### ABOUT THIS EXERCISE
All of the entries below must be copied out exactly.

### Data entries
-- Opening Marker --
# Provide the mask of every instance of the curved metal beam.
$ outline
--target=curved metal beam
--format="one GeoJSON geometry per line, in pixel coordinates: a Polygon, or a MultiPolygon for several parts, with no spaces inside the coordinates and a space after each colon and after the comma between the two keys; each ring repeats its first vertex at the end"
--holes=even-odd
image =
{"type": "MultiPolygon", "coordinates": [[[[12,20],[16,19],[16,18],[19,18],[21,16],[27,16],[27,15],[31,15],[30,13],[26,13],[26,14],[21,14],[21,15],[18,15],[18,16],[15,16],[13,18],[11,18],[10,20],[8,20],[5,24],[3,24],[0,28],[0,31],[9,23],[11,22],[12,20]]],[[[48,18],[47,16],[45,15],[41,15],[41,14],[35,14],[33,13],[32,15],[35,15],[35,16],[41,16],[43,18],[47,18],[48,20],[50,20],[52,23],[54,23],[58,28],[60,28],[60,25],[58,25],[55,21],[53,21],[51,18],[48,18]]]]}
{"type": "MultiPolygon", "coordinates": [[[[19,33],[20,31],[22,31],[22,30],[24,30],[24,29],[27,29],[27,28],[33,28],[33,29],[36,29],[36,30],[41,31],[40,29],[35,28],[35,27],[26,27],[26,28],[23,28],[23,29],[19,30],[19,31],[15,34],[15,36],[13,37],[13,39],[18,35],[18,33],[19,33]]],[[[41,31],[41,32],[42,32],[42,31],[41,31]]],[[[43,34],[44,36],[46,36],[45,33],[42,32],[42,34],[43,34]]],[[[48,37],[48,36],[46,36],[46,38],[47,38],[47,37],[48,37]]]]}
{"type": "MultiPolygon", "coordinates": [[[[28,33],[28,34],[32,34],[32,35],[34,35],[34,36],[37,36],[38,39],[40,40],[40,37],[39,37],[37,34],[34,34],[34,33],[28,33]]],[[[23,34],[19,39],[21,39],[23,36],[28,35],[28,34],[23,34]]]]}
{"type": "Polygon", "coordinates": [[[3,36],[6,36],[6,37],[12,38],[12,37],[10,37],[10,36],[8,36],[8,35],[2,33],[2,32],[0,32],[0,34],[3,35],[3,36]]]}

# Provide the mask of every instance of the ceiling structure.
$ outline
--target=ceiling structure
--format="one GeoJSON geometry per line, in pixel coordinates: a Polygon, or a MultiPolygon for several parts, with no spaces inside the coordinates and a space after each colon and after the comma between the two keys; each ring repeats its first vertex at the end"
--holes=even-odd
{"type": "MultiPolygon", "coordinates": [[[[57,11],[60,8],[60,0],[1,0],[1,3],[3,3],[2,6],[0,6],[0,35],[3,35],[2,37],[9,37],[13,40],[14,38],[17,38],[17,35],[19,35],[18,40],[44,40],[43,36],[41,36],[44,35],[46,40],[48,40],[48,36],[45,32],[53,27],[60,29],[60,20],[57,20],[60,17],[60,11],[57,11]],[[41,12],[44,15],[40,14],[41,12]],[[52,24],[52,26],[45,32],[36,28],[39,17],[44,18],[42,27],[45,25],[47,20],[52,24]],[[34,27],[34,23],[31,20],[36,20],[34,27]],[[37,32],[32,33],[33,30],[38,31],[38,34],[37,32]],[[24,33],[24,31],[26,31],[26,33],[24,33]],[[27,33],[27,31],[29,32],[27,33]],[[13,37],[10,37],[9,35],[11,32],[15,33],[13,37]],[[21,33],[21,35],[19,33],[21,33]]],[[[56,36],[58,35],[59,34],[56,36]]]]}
-- Closing Marker --
### TASK OUTPUT
# Provide the mask of every instance of the curved metal beam.
$ outline
--target=curved metal beam
--format="one GeoJSON geometry per line, in pixel coordinates: a Polygon, or a MultiPolygon for several parts, with no spaces inside the coordinates and a space after each colon and after the comma between the two keys; each ring repeats its first vertex at the end"
--holes=even-odd
image =
{"type": "MultiPolygon", "coordinates": [[[[12,20],[16,19],[16,18],[19,18],[21,16],[27,16],[27,15],[31,15],[30,13],[26,13],[26,14],[21,14],[21,15],[18,15],[18,16],[15,16],[13,18],[11,18],[10,20],[8,20],[5,24],[3,24],[0,28],[0,31],[9,23],[11,22],[12,20]]],[[[48,18],[47,16],[45,15],[41,15],[41,14],[35,14],[33,13],[32,15],[35,15],[35,16],[41,16],[43,18],[47,18],[48,20],[50,20],[52,23],[54,23],[58,28],[60,28],[60,25],[58,25],[55,21],[53,21],[51,18],[48,18]]]]}
{"type": "MultiPolygon", "coordinates": [[[[19,33],[20,31],[22,31],[22,30],[24,30],[24,29],[27,29],[27,28],[33,28],[33,29],[36,29],[36,30],[41,31],[40,29],[35,28],[35,27],[26,27],[26,28],[23,28],[23,29],[19,30],[19,31],[15,34],[15,36],[13,37],[13,39],[18,35],[18,33],[19,33]]],[[[41,31],[41,32],[42,32],[42,31],[41,31]]],[[[43,34],[44,36],[46,36],[45,33],[42,32],[42,34],[43,34]]],[[[48,37],[48,36],[46,36],[46,38],[47,38],[47,37],[48,37]]]]}
{"type": "MultiPolygon", "coordinates": [[[[28,33],[28,34],[32,34],[32,35],[34,35],[34,36],[37,36],[38,39],[40,40],[40,37],[39,37],[37,34],[34,34],[34,33],[28,33]]],[[[23,34],[19,39],[21,39],[23,36],[28,35],[28,34],[23,34]]]]}
{"type": "Polygon", "coordinates": [[[3,36],[6,36],[6,37],[12,38],[12,37],[10,37],[10,36],[8,36],[8,35],[2,33],[2,32],[0,32],[0,34],[3,35],[3,36]]]}

# Provide the mask of every instance of the ceiling structure.
$ outline
--target=ceiling structure
--format="one GeoJSON geometry per line, in pixel coordinates: a Polygon, or a MultiPolygon for several parts, with no spaces inside the coordinates and a space after each colon and after the comma between the two keys; each ring repeats its first vertex at the end"
--holes=even-odd
{"type": "MultiPolygon", "coordinates": [[[[57,11],[60,8],[60,0],[1,0],[1,3],[3,3],[2,6],[0,6],[0,35],[3,35],[2,37],[9,37],[13,40],[14,38],[17,38],[17,35],[19,35],[18,40],[44,40],[43,36],[41,36],[44,35],[46,40],[48,40],[48,36],[45,32],[53,27],[60,29],[60,20],[57,20],[60,17],[60,11],[57,11]],[[41,12],[44,15],[40,14],[41,12]],[[52,24],[52,26],[45,32],[36,28],[39,17],[44,18],[42,27],[45,25],[47,20],[52,24]],[[34,27],[34,23],[31,20],[36,20],[34,27]],[[37,32],[32,33],[33,30],[38,31],[38,34],[37,32]],[[24,33],[24,31],[26,31],[26,33],[24,33]],[[27,33],[27,31],[29,32],[27,33]],[[13,37],[10,37],[9,35],[11,32],[15,33],[13,37]],[[21,33],[21,35],[19,33],[21,33]]],[[[56,36],[58,35],[59,34],[56,36]]]]}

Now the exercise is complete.